**DATA EXCERPTS**
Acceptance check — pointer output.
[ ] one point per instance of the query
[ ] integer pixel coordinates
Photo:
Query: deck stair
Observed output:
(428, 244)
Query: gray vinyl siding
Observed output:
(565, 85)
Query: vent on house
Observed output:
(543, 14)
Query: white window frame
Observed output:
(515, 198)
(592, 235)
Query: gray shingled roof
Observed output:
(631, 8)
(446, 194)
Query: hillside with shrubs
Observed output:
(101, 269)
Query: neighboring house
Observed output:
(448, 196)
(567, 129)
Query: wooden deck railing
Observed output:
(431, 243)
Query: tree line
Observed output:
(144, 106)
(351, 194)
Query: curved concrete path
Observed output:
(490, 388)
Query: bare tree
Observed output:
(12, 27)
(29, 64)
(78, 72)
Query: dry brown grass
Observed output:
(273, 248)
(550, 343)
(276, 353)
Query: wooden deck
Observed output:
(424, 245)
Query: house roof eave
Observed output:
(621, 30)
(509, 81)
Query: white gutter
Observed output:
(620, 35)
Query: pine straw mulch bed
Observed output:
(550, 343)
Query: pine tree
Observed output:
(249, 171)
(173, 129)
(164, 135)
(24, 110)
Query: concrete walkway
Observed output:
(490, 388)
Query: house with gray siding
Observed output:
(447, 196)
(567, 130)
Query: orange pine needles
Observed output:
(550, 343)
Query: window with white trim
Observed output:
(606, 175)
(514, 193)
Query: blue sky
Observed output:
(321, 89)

...

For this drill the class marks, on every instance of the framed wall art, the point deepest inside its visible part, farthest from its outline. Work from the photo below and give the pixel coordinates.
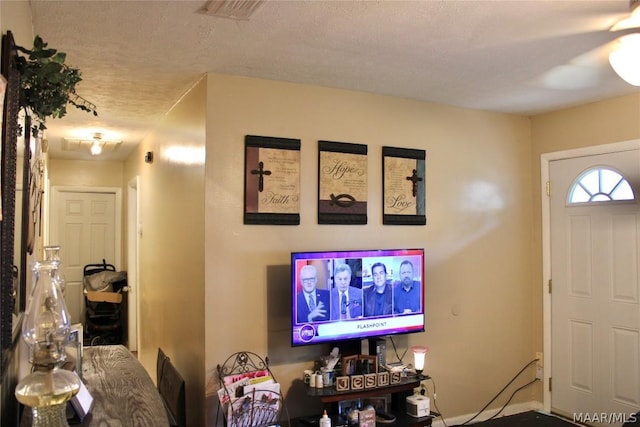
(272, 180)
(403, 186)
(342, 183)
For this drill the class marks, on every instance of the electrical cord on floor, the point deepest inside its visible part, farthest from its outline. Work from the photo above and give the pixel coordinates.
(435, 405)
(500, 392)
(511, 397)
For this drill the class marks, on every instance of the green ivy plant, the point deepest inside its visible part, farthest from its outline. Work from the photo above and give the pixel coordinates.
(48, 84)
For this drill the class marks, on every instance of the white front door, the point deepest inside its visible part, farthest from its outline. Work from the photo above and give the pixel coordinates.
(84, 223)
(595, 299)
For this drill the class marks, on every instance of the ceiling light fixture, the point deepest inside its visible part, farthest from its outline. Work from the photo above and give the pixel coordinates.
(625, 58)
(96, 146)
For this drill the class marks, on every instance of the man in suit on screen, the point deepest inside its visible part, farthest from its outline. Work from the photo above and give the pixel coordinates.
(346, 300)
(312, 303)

---

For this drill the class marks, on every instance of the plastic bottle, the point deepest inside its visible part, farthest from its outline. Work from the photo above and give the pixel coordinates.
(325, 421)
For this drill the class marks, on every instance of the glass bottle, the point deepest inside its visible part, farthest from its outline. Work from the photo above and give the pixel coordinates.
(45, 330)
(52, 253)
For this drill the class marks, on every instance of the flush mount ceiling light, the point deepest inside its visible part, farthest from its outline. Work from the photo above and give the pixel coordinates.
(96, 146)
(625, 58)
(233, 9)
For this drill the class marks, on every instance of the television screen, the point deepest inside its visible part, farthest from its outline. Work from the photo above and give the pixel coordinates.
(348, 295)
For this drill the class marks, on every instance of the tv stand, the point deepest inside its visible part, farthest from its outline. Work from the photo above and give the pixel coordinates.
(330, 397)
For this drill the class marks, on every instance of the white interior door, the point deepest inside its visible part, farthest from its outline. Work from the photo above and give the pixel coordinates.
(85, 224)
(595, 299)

**TASK REQUIREMENTS**
Write out every line in the data that holds the string "window".

**ANSWER BOX**
Query: white window frame
Query: window with white trim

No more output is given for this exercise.